**Document segment**
..............................
Unfortunately, that’s not always the case. If ducts are not working properly, the whole system will be in trouble, even when you don’t realize there is a problem. That’s why a pressurization test is so important – it provides peace of mind knowing that your home’s ductwork is not only properly installed, but that it doesn’t need any special repairs.

Why Pressure Matters

Your duct system depends on proper pressurization to evenly and efficiently distribute air throughout your home. Leaks, cracks or clogs in the system can disrupt that pressure and lead to uneven or inadequate movement of air through your ducts. This causes problems you may not notice, so if you haven’t had your ducts checked for proper pressure in a while, it’s worth looking into.

Improper pressurization causes symptoms like hot or cold spots in your home or an overall drop in the effectiveness of your home heating and cooling system. When loss of pressure is due to a leak that lets in unfiltered air from outdoors it can also lead to a decrease in indoor air quality. Often these symptoms are easy to ignore. But by doing so, you only allow the situation to get worse.

A whole house pressurization test is the best way to determine the state of your home duct system. By using high tech diagnostic equipment, home HVAC professionals check over your entire system to determine whether you have a pressurization problem. If so they can then quickly pinpoint the source. Once that’s done, the repairs are usually quite simple and you’ll get much more out of your home heating and cooling system than you did before.

Even if no symptoms of improper pressurization in your ducts have presented themselves, it’s worth having one of these tests performed. Especially if you don’t know when the system was last checked, a whole house pressurization test can help uncover small problems before they turn into bigger ones. And the peace of mind this provides is well worth the day it takes to perform the test.

Control Your Home’s Moisture – Humidity Is Key

Friday, May 27th, 2011

Most people don’t give a second thought to humidity until it is either much too high or uncomfortably low. And if you have a state of the art home comfort system, you’re probably comfortable inside all year long anyway. But there are several reasons to pay attention to the humidity level in your home and take action if you realize that it isn’t providing the comfort level you’ve come to expect.

Many problems arise from excess or inadequate indoor humidity levels. For instance, a lack of humidity causes your skin and nasal passages to dry and crack, which is obviously pretty unpleasant. But air that’s too dry can also make the symptoms of allergies, asthma and colds worse. Anyone in your home suffering from these conditions will be much more comfortable when the right level of humidity is restored. Another great benefit is that the indoor air quality will no longer contribute to longer and more sever colds and flus in the winter.

Too much humidity is a problem too, though. It promotes the growth of mold, which is a big contributor to indoor air pollution. Mold spores are a big time allergen. The more moisture there is in your home, the more mold there’s likely to be. High indoor humidity levels also promote the growth of dust mites, another major indoor air contaminant and allergen.

Of course, you probably have a great indoor air cleaner in place to get all of those contaminants out of your home’s air supply. But if the air inside your home is too moist or too dry, it can actually make it harder for the air cleaner to remove all types of contaminants. Not only are you putting a greater strain on your body and immune system, you’re asking your air cleaners to work much harder, which can cost you money in repairs and filter replacements.

For all of these reasons, it’s important to put in a humidification system to maintain the overall quality of your indoor air. Plus, a properly humidified environment is simply more comfortable to live in. A humidifier can easily be integrated into your current home heating and cooling system, so you don’t have to worry about high installation costs or equipment compatibility. All you have to do is sit back, relax and breathe in the fresh air that your humidification system makes possible.
..............................
**Problems and tasks**
a) Answer these questions from the text on ducts and humidity:
(i) According to the text, how long does a whole house pressurization test take?
(ii) What date appears under the heading about controlling home moisture?
(iii) Besides mold, what does high indoor humidity promote the growth of?
b) Copy the stretch of the text on ducts and humidity from "Many problems arise" through "in the winter." word for word.

**Data extracts**
..............................
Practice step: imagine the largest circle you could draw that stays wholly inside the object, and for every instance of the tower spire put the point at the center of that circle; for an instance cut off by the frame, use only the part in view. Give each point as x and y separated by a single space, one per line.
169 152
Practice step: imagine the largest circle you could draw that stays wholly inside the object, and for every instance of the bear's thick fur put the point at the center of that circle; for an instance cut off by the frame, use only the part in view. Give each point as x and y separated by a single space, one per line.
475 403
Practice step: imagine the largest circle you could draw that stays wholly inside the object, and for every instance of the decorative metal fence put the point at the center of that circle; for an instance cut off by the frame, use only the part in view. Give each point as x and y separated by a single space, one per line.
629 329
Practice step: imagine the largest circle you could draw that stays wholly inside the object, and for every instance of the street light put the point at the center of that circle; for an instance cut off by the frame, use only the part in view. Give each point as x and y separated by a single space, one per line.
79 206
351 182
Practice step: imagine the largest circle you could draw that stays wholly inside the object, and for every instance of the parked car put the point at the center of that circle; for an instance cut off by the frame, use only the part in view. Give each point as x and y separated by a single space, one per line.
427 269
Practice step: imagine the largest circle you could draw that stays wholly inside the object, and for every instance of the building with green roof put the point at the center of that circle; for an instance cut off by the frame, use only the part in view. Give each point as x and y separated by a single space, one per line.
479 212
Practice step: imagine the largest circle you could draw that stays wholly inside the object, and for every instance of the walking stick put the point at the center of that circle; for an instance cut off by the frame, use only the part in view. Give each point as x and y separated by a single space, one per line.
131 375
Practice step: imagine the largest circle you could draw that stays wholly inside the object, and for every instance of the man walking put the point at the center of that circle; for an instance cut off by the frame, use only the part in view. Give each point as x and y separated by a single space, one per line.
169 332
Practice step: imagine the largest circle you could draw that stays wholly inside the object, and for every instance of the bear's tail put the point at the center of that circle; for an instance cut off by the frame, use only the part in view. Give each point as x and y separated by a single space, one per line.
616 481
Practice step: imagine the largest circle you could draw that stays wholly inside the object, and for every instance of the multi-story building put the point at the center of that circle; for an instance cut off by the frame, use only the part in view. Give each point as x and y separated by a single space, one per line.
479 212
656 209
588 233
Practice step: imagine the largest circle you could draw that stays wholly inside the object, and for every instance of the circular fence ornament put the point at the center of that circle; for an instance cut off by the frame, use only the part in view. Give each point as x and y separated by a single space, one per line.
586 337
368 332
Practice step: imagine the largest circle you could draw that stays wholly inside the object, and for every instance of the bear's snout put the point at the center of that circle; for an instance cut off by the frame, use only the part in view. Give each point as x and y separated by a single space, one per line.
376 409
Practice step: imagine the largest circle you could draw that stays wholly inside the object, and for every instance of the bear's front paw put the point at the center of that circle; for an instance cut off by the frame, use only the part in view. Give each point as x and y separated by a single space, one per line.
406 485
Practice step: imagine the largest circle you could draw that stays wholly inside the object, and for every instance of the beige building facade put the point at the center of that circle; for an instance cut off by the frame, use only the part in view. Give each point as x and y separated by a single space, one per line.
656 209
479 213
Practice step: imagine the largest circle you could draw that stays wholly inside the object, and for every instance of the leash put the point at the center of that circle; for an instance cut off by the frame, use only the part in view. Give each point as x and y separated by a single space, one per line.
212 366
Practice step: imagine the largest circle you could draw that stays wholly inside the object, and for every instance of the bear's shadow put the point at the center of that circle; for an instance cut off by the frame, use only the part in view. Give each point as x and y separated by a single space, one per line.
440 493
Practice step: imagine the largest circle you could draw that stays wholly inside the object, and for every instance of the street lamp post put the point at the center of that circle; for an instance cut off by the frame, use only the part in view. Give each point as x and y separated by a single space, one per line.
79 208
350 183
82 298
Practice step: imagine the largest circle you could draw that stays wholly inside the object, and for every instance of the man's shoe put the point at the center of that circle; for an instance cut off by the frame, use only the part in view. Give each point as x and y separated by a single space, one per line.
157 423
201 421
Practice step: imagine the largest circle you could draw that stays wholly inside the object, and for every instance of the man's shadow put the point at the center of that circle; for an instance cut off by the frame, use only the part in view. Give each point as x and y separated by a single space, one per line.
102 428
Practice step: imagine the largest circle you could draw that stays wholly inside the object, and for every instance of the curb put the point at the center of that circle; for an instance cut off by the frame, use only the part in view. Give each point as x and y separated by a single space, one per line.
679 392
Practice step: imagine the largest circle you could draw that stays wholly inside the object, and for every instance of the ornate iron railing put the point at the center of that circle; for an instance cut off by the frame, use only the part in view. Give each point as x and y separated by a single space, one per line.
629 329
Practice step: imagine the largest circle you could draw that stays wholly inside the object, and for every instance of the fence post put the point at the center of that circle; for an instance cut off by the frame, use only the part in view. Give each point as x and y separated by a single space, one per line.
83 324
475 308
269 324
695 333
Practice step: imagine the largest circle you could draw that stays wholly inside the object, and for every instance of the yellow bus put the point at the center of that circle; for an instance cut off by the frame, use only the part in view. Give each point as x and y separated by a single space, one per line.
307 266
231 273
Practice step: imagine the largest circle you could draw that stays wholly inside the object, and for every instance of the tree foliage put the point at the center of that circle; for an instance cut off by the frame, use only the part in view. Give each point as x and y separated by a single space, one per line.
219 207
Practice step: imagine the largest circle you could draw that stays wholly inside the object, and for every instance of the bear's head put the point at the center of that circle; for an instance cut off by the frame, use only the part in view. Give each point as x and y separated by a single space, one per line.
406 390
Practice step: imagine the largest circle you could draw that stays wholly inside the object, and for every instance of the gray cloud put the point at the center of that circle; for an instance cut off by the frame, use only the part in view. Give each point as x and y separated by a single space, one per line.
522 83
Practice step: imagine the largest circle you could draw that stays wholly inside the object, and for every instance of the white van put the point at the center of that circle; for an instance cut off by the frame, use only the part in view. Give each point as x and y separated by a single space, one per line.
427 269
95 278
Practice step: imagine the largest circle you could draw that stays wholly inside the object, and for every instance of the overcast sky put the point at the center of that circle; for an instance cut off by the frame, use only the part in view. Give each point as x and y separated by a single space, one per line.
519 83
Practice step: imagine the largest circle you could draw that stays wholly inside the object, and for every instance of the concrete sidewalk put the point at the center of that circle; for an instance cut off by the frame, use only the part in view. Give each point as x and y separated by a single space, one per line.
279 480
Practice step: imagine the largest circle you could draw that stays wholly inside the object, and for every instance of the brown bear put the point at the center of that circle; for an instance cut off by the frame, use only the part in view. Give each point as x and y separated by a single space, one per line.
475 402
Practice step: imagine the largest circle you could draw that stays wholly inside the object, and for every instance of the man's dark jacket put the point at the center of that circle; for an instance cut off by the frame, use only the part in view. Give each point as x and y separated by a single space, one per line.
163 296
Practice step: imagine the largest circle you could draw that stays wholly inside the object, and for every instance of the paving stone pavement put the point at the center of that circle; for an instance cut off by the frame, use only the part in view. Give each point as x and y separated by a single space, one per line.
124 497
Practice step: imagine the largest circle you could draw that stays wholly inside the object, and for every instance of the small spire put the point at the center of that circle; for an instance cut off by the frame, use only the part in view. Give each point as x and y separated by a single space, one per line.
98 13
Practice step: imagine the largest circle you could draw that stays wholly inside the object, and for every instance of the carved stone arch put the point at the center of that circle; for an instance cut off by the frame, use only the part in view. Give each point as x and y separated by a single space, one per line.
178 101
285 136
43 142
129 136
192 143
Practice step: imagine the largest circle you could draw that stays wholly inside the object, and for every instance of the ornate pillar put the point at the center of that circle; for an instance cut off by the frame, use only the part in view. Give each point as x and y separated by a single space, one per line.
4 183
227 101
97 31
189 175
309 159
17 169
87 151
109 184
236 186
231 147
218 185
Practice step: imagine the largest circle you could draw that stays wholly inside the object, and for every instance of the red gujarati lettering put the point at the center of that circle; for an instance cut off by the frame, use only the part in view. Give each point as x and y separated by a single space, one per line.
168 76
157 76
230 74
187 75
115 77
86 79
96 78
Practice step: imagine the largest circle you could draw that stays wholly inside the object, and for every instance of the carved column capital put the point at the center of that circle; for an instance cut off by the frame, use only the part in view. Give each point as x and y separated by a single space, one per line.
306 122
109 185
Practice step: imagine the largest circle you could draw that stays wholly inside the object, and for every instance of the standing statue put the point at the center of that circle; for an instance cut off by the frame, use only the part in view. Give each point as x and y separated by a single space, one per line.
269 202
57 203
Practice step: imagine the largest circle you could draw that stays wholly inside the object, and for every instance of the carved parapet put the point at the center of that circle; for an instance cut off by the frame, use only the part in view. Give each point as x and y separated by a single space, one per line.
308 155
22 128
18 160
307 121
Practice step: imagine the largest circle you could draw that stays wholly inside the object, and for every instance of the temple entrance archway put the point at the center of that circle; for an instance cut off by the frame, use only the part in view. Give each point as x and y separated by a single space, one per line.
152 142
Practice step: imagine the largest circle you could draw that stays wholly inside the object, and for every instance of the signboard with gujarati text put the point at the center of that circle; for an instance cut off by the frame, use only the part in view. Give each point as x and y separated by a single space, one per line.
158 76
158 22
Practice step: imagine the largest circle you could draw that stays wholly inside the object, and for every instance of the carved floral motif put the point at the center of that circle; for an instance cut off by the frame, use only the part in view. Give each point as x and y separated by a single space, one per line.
..............................
**Replies**
a)
(i) A day.
(ii) Friday, May 27th, 2011.
(iii) Dust mites.

b)
Many problems arise from excess or inadequate indoor humidity levels. For instance, a lack of humidity causes your skin and nasal passages to dry and crack, which is obviously pretty unpleasant. But air that’s too dry can also make the symptoms of allergies, asthma and colds worse. Anyone in your home suffering from these conditions will be much more comfortable when the right level of humidity is restored. Another great benefit is that the indoor air quality will no longer contribute to longer and more sever colds and flus in the winter.